Listed records
— Start —

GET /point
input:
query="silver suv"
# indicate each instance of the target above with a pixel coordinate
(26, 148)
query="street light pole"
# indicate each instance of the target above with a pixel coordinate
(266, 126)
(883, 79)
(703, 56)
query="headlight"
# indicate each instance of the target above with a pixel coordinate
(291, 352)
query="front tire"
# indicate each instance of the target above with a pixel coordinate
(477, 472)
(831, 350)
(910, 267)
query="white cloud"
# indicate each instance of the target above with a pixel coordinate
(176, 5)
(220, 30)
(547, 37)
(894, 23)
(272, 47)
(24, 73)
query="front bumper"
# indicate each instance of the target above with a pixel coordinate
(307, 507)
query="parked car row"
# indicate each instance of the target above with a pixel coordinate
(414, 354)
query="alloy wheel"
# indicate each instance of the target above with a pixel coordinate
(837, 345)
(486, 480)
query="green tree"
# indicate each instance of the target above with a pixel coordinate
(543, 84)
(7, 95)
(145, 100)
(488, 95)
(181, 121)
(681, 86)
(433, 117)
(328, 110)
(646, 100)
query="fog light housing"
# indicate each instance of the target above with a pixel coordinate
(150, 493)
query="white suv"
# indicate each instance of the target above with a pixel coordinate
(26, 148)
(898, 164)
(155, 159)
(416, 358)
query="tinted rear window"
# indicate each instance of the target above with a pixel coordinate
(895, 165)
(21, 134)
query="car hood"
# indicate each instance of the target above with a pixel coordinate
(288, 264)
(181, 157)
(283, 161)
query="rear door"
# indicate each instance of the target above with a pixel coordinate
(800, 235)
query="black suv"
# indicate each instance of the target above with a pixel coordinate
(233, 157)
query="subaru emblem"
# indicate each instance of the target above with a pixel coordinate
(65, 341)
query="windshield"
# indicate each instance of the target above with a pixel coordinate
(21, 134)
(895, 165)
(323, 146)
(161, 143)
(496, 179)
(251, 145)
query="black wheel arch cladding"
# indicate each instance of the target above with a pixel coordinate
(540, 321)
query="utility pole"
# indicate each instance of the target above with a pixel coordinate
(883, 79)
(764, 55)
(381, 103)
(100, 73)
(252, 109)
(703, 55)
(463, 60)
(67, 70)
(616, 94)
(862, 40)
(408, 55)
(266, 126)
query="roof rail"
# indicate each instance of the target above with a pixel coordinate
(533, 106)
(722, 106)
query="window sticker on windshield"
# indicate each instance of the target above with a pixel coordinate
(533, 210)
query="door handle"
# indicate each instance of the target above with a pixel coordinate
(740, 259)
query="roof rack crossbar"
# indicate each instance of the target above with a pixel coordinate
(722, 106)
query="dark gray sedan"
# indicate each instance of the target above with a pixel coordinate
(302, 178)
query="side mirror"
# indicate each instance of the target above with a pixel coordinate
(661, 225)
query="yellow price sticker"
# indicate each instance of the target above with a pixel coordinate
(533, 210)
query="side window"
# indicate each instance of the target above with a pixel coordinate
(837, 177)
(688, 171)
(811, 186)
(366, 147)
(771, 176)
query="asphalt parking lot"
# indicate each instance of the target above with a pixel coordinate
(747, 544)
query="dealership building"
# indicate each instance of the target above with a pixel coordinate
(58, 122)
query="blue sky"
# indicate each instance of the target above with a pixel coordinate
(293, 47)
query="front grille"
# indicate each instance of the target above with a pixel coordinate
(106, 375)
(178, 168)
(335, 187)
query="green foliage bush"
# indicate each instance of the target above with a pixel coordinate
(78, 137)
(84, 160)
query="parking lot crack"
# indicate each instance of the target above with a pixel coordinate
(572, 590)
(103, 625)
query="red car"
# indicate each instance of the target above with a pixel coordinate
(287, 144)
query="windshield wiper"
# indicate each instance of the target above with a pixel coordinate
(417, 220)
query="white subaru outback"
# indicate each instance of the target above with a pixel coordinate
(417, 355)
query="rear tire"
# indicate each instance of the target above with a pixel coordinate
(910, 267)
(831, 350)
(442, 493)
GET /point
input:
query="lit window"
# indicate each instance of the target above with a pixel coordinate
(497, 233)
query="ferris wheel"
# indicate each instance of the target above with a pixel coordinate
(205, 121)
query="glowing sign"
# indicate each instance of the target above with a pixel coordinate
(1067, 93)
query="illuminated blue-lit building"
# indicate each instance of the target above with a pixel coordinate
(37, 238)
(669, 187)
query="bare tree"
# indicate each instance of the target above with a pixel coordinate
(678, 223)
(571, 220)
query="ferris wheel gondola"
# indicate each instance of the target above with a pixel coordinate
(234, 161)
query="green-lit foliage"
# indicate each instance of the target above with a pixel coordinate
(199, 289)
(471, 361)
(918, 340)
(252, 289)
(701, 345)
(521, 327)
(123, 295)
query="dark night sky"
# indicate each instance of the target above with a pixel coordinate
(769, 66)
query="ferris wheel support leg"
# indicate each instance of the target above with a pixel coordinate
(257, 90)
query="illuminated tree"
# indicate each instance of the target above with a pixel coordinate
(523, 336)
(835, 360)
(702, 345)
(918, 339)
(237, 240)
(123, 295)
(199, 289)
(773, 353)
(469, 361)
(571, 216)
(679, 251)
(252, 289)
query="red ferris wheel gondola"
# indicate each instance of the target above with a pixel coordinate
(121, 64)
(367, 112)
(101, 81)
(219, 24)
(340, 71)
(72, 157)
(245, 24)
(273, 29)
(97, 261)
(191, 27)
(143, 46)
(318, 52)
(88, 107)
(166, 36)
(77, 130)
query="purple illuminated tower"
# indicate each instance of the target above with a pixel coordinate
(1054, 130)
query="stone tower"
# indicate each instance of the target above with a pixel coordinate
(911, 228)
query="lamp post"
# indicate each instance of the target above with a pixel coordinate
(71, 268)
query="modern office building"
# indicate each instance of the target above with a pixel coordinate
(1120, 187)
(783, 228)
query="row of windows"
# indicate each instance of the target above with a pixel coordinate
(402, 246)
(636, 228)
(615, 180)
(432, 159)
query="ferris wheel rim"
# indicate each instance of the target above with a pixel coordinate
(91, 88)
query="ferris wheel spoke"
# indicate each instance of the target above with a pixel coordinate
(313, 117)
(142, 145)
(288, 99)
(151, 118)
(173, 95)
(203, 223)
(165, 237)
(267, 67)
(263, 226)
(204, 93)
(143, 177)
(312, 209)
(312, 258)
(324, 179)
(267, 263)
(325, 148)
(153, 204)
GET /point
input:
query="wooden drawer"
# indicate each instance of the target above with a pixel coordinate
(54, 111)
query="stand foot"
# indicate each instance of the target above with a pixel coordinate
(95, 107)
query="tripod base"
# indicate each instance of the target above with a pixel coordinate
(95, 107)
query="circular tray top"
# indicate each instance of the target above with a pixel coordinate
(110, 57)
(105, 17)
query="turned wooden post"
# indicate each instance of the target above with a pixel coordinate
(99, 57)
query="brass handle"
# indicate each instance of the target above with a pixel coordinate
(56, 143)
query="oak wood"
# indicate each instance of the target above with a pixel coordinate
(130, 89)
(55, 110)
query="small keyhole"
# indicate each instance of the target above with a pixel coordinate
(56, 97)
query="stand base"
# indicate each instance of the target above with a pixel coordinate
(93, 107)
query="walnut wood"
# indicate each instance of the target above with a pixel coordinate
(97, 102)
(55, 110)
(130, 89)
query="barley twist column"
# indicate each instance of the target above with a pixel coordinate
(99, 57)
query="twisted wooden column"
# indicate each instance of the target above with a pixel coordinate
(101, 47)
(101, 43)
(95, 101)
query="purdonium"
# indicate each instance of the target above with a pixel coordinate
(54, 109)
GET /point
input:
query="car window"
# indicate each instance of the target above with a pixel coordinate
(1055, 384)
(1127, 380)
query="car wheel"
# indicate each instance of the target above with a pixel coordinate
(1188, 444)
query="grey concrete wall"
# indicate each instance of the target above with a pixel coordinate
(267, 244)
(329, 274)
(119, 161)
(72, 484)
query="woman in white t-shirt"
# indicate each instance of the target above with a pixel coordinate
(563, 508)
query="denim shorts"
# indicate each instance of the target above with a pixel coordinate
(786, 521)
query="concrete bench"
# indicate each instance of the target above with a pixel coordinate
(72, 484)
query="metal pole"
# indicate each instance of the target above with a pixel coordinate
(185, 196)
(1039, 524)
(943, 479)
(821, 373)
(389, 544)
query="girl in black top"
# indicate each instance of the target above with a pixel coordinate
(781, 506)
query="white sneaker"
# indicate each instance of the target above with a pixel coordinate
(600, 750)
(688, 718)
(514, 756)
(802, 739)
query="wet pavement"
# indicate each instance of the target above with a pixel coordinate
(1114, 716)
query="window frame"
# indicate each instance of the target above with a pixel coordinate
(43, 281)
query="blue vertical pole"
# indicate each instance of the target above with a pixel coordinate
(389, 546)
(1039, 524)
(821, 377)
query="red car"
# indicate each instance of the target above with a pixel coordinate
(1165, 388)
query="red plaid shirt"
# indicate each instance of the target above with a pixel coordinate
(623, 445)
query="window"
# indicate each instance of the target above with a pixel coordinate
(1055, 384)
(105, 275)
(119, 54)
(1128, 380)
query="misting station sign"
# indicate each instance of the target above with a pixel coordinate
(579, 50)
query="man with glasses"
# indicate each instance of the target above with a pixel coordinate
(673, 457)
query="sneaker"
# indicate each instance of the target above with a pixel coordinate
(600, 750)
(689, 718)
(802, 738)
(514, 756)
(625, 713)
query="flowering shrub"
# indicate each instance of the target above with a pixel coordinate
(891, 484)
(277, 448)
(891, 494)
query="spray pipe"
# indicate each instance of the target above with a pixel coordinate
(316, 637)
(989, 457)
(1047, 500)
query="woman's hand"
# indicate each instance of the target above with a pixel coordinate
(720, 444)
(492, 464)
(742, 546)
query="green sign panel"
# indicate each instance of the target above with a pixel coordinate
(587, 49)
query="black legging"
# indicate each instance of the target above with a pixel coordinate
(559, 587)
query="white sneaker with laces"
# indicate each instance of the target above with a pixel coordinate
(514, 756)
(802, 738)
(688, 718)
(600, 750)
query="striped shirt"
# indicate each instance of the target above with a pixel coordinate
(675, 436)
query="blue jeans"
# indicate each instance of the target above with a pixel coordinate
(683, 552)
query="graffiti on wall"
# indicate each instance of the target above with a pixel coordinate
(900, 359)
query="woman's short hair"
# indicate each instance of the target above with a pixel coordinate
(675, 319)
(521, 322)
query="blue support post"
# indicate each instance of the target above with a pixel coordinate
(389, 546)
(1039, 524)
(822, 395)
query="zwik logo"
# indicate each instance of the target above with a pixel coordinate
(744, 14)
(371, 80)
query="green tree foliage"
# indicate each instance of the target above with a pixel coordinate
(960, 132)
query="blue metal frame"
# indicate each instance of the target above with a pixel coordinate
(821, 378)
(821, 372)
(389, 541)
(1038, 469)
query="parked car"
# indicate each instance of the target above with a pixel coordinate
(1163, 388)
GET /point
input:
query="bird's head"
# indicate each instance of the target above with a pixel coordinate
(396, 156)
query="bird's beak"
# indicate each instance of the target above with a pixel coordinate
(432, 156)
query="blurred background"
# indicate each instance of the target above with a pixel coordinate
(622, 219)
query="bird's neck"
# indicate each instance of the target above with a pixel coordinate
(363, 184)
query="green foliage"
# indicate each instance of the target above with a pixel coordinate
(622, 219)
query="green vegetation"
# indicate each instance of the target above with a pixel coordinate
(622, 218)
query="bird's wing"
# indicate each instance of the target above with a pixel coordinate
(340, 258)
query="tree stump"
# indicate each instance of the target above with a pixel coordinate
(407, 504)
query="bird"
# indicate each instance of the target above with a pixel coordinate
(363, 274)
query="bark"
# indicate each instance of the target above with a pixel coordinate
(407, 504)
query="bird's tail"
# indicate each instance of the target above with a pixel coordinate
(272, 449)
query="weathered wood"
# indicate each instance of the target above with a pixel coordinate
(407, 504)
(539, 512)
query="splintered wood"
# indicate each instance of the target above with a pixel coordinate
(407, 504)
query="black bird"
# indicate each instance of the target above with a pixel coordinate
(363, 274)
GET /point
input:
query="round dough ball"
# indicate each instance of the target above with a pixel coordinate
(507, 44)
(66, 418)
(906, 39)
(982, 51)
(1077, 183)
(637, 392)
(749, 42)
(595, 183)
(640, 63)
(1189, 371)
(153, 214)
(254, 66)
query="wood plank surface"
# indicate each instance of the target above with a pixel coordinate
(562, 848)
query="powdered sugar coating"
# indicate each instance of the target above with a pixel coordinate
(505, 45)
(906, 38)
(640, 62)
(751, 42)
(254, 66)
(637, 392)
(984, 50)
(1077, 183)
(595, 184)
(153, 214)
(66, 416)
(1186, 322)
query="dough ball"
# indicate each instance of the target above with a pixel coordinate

— End —

Instructions for the task
List every line above that contains the word "green". Case counts, so match only that exact capitalization.

Output for this task
query="green tree"
query="green foliage bush"
query="green-lit foliage"
query="green sign panel"
query="green tree foliage"
query="green foliage"
query="green vegetation"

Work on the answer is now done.